▶ _Source text_:
** Begin **

The projects are led by community groups, not-for profits, conservation authorities, universities and Indigenous organizations and communities across the province and support commitments in the Canada-Ontario Agreement on Great Lakes Water Quality and Ecosystem Health and Ontario’s Great Lakes Strategy.
Some of the organizations receiving funding include:
- Lower Trent Region Conservation Authority, which received $65,000 to work with area farmers to reduce excess nutrients from agricultural lands. Kaiser Lake Farms in Greater Napanee is one of the farms taking action on their land to help improve water quality and help restore the Bay of Quinte Area of Concern.
- Quinte Conservation Association, which received $162,791 to reduce nuisance algae and manage phosphorus in the Bay of Quinte Area of Concern. The project will also monitor and maintain the area’s water quality, fish and wildlife habitat while identifying emerging threats such as invasive species and climate change.
- St. Lawrence River Institute of Environmental Sciences, which received $402,187 for projects that will continue monitoring mercury in fish, sediment and industrial sites to make sure clean-up actions in the St. Lawrence River Area of Concern were effective and support the Mohawk Council of Akwesasne to study the health of Lake Sturgeon and Eel.

** End **

▶ _Dataset excerpts_:
** Begin **

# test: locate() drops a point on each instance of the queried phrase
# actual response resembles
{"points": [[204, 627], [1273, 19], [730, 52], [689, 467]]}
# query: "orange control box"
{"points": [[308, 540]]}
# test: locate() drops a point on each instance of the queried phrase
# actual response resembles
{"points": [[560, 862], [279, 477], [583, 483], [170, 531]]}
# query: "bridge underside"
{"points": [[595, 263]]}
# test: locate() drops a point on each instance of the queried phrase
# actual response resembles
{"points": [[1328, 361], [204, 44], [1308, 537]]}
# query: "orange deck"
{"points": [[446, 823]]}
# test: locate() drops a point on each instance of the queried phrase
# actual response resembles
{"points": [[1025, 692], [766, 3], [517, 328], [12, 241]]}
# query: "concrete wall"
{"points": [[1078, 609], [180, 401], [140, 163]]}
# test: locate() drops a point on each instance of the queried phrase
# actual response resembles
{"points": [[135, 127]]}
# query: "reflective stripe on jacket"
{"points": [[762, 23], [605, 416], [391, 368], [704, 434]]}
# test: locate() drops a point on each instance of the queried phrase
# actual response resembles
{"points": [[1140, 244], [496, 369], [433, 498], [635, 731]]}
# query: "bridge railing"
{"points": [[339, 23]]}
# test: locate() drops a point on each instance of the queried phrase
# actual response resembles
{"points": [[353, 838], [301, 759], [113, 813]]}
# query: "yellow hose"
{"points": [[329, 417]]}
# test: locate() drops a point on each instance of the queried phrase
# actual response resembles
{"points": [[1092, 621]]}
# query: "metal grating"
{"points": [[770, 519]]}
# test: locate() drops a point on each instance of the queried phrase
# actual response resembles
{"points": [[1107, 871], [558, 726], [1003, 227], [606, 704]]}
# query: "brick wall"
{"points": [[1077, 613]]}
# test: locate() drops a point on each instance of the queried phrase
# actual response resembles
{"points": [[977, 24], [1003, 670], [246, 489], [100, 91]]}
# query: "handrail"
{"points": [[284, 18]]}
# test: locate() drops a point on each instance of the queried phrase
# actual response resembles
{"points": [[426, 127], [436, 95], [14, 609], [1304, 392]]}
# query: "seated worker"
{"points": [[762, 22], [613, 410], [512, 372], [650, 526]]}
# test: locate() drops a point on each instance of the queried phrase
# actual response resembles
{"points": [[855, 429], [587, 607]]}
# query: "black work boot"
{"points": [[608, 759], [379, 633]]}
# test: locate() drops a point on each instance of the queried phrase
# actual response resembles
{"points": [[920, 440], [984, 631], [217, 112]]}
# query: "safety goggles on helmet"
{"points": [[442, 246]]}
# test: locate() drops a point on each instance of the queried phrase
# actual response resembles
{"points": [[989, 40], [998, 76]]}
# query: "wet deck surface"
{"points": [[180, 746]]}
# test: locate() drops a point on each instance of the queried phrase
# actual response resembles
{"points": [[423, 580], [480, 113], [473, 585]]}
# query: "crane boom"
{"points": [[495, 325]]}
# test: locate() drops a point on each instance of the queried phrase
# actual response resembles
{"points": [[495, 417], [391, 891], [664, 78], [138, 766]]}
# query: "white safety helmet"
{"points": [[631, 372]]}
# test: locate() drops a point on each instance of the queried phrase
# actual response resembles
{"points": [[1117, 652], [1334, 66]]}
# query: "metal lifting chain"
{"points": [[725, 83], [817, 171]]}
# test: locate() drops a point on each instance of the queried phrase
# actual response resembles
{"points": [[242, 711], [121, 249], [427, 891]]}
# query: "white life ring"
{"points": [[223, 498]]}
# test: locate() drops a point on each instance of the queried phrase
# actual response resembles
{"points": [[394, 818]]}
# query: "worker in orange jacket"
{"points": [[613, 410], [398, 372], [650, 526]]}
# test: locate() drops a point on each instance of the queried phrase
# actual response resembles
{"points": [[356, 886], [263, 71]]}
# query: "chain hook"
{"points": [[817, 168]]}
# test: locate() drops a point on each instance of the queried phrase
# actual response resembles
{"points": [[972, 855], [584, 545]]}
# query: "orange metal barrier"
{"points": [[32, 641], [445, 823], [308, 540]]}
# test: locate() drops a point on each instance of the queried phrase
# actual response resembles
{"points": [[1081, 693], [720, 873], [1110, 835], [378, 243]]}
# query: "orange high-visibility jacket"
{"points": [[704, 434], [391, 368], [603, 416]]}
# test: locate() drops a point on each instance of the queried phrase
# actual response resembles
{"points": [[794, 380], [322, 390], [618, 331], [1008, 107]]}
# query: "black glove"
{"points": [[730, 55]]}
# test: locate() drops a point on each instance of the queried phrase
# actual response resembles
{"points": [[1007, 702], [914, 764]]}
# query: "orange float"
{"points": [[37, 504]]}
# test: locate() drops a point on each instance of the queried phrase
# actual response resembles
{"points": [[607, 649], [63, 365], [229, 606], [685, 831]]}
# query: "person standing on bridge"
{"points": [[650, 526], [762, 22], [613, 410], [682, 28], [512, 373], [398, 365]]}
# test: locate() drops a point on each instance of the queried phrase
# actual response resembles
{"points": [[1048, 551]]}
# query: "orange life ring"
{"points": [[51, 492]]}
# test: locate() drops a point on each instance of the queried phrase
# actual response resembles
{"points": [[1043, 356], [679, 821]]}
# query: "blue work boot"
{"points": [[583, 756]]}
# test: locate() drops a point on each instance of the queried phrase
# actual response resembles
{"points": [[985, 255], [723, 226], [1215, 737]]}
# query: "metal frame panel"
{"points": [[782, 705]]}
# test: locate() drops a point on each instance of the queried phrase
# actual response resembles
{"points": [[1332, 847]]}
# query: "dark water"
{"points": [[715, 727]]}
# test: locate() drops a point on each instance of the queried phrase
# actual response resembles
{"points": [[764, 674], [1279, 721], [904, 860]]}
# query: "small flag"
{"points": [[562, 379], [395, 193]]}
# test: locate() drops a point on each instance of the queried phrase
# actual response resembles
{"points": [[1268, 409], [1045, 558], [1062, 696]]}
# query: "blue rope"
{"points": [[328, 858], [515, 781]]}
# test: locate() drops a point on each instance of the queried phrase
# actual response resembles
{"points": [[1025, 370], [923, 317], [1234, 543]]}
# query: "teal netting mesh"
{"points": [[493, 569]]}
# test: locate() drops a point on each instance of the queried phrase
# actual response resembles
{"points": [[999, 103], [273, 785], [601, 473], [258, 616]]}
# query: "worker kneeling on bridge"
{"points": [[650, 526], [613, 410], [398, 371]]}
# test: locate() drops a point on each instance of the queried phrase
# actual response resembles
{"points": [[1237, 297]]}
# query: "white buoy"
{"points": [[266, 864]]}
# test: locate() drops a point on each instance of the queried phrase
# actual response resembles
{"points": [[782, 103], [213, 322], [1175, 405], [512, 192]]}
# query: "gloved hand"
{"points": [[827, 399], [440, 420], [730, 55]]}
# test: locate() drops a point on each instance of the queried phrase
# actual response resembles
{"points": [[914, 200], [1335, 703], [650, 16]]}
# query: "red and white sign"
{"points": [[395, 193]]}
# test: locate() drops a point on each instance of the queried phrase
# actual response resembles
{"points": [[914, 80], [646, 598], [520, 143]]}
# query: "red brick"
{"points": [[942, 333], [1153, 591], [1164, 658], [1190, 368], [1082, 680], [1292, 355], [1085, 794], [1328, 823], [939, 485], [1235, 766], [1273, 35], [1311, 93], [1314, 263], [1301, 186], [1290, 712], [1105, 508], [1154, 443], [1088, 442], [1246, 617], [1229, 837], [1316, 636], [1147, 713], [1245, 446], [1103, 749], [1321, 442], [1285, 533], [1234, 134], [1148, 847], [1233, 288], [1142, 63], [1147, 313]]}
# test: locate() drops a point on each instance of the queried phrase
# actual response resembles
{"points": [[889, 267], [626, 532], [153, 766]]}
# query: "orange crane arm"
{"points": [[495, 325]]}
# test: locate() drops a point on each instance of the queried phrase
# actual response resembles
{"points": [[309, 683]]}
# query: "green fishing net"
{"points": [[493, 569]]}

** End **

▶ _What is required_: Extend the Great Lakes funding announcement past its last sentence, keeping its style and format.

▶ _Result for this exercise_:
- Raisin Region Conservation Authority, which received $140,000 to develop and implement an agricultural land stewardship program and facilitate an outreach and education program to improve water quality within the St. Lawrence River Area of Concern.
- Governing Council of the University of Toronto, which received $610,416 to assess Great Lakes water quality (quantifying nutrients loadings, chlorides, microplastics discharges and tire compounds), evaluate drinking water treatment processes and assess practices that reduce excess nutrients and nutrient runoff from agricultural lands to the Great Lakes.